_Extracted entries_
--*--
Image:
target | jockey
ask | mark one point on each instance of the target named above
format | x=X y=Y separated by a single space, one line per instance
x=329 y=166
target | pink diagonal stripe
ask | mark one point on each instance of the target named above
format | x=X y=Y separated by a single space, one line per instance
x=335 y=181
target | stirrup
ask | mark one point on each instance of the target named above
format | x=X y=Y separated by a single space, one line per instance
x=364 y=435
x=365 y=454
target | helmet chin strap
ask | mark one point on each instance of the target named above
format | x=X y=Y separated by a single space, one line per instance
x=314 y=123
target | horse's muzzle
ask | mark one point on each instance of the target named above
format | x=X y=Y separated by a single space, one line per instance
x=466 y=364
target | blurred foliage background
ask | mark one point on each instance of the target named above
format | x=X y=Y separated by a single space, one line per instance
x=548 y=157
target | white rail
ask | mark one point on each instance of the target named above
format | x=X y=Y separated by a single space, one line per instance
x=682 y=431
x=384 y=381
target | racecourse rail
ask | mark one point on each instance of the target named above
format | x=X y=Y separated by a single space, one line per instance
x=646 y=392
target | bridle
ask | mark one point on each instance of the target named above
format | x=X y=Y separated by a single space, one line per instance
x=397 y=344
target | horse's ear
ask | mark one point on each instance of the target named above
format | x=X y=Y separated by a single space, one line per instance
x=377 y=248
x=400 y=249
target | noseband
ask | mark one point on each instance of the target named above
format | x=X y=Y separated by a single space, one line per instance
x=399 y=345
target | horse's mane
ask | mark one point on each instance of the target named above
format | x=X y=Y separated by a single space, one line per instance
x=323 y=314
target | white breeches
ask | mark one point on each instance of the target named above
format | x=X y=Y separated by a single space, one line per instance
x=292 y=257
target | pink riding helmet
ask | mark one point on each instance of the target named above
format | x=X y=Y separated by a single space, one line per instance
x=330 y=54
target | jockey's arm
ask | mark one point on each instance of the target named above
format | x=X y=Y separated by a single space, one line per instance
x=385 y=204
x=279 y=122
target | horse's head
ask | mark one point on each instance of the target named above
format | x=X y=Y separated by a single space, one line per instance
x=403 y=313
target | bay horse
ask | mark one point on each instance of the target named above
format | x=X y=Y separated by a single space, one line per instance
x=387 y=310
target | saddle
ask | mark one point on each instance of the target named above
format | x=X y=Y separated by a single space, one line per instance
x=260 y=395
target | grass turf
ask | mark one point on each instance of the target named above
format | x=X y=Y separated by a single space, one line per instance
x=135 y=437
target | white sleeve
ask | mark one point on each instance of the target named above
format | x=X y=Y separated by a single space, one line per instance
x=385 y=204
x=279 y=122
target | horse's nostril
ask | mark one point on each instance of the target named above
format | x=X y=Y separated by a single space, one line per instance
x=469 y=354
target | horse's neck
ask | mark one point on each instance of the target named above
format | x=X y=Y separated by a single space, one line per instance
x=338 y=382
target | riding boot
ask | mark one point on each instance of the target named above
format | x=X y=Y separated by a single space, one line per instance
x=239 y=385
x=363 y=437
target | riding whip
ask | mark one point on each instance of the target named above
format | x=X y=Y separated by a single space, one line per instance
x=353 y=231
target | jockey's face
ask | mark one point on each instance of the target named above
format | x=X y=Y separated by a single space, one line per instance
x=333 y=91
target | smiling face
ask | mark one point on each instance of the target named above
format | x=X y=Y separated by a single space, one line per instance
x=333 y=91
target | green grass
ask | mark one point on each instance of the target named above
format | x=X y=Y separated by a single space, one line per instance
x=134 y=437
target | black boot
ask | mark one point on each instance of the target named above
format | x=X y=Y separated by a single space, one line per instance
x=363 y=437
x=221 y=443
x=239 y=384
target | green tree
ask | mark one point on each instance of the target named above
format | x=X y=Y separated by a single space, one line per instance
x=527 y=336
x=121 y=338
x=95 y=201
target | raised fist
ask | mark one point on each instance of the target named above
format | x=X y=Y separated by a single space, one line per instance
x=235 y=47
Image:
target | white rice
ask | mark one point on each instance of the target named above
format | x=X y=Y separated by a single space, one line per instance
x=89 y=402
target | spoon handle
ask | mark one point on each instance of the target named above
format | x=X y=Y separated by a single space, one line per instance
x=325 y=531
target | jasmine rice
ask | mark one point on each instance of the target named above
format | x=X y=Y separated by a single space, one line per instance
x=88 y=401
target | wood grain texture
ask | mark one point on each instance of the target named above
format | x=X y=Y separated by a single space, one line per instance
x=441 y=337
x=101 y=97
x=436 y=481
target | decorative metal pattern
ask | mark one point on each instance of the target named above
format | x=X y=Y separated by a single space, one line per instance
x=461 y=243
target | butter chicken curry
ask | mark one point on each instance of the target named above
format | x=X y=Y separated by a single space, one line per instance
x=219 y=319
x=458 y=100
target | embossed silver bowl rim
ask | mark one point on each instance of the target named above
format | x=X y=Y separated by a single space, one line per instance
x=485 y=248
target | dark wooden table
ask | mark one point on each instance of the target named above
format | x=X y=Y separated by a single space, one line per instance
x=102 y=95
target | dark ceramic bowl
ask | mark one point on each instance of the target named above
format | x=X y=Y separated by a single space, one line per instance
--*--
_What you need to do_
Rewrite all the rows above with every "one point" swapped for "a single point", keeping everything else the same.

_Response_
Image:
target | jockey
ask | mark a single point on each instance of the target named above
format | x=X y=Y separated by a single space, one line per instance
x=329 y=166
target | pink diagonal stripe
ask | mark a single point on each instance of the target named above
format | x=X y=Y separated by a single space, one line per instance
x=335 y=181
target | stirrup
ask | mark a single point on each instance of the target named above
format | x=X y=Y separated by a single space, one line per instance
x=364 y=435
x=365 y=454
target | helmet chin strap
ask | mark a single point on each instance of the target named above
format | x=X y=Y separated by a single space, one line per instance
x=314 y=123
target | horse's muzzle
ask | mark a single point on each instance of the target named above
format | x=X y=Y separated by a single space, one line per instance
x=466 y=364
target | blurred foliage background
ask | mark a single point on each instance of the target named above
format | x=X y=Y separated by a single space, one line per instance
x=548 y=157
target | white rail
ask | mark a single point on each instance of the target named above
format | x=X y=Y separated by a single space, one line per instance
x=682 y=431
x=384 y=381
target | racecourse rail
ask | mark a single point on each instance of the target named above
format | x=X y=Y separated by a single space, one line per instance
x=646 y=392
target | bridle
ask | mark a single point on each instance of the target named above
format | x=X y=Y separated by a single space, one line per instance
x=397 y=344
target | horse's ear
ask | mark a single point on each instance of the target named above
format | x=X y=Y separated by a single space, one line per instance
x=377 y=248
x=400 y=249
target | noseband
ask | mark a single point on each instance of the target named above
format | x=X y=Y separated by a single space, one line per instance
x=399 y=345
target | horse's mane
ask | mark a single point on each instance of the target named above
format | x=X y=Y separated by a single space, one line per instance
x=323 y=314
target | white breeches
ask | mark a single point on each instance of the target named above
format | x=X y=Y separated by a single space, one line per instance
x=292 y=257
target | pink riding helmet
ask | mark a single point on each instance of the target named above
format | x=X y=Y separated by a single space, one line per instance
x=330 y=54
target | jockey's arm
ask | mark a single point on each instance of the target named above
format | x=X y=Y separated by a single space, one line per instance
x=385 y=204
x=279 y=122
target | horse's head
ask | mark a single point on each instance of the target named above
format | x=X y=Y separated by a single space, one line per instance
x=403 y=313
target | bay horse
ask | mark a single point on each instance of the target named above
format | x=X y=Y separated by a single space, one line per instance
x=387 y=310
target | saddle
ask | mark a single point on each instance of the target named above
format | x=X y=Y separated by a single space, one line per instance
x=260 y=395
target | grass turf
ask | mark a single point on each instance of the target named above
format | x=X y=Y separated by a single space, one line per instance
x=135 y=437
target | white sleeve
ask | mark a single point on each instance of the target named above
format | x=X y=Y separated by a single space, one line per instance
x=385 y=204
x=279 y=122
target | horse's nostril
ask | mark a single point on each instance of the target named above
format | x=X y=Y separated by a single space, one line per instance
x=469 y=354
target | horse's neck
ask | mark a single point on each instance of the target named above
format | x=X y=Y separated by a single space, one line per instance
x=338 y=382
target | riding boot
ask | mark a single point on each instance of the target named above
format | x=X y=Y separated by a single space, one line per instance
x=239 y=385
x=363 y=437
target | riding whip
ask | mark a single point on each instance of the target named above
format | x=X y=Y separated by a single space, one line per instance
x=353 y=231
target | jockey's face
ask | mark a single point on each instance of the target named above
format | x=X y=Y separated by a single space, one line per instance
x=333 y=91
target | smiling face
ask | mark a single point on each instance of the target named above
format | x=X y=Y separated by a single space, one line per instance
x=333 y=91
target | green grass
ask | mark a single point on each instance of the target named above
format | x=X y=Y separated by a single space, one line per instance
x=134 y=437
target | black boot
ask | mark a single point on each instance of the target named above
format | x=X y=Y separated by a single space, one line per instance
x=363 y=437
x=221 y=443
x=239 y=384
target | green tree
ask | mark a single point on each instance of the target named above
format | x=X y=Y separated by a single space, one line per instance
x=527 y=336
x=121 y=338
x=95 y=201
target | raised fist
ask | mark a single point on each instance of the target named above
format | x=X y=Y separated by a single space, one line per instance
x=235 y=47
Image:
target | white rice
ask | mark a single point on each instance of the target named above
format | x=X y=Y separated by a single space, one line per instance
x=89 y=402
target | spoon handle
ask | mark a single point on each instance of the target named above
format | x=X y=Y separated by a single space, one line per instance
x=325 y=531
target | jasmine rice
ask | mark a single point on each instance of the target named above
format | x=X y=Y separated by a single space, one line per instance
x=88 y=401
target | wood grain texture
ask | mark a single point on each instance of the target named above
format | x=X y=Y separated by a single space, one line per instance
x=441 y=337
x=101 y=97
x=436 y=481
target | decorative metal pattern
ask | mark a single point on each instance of the target named above
format | x=X y=Y separated by a single space, one line per instance
x=461 y=243
target | butter chicken curry
ask | mark a single point on each instance of the target named above
format | x=X y=Y separated by a single space, one line per instance
x=219 y=319
x=458 y=100
target | embossed silver bowl rim
ask | mark a single point on each instance of the target named above
format | x=X y=Y separated by a single space, one line per instance
x=485 y=248
target | dark wooden table
ask | mark a single point on each instance of the target named above
format | x=X y=Y separated by a single space, one line per instance
x=102 y=95
target | dark ceramic bowl
ask | mark a single point on each instance of the target named above
format | x=X y=Y separated by a single space, one line per instance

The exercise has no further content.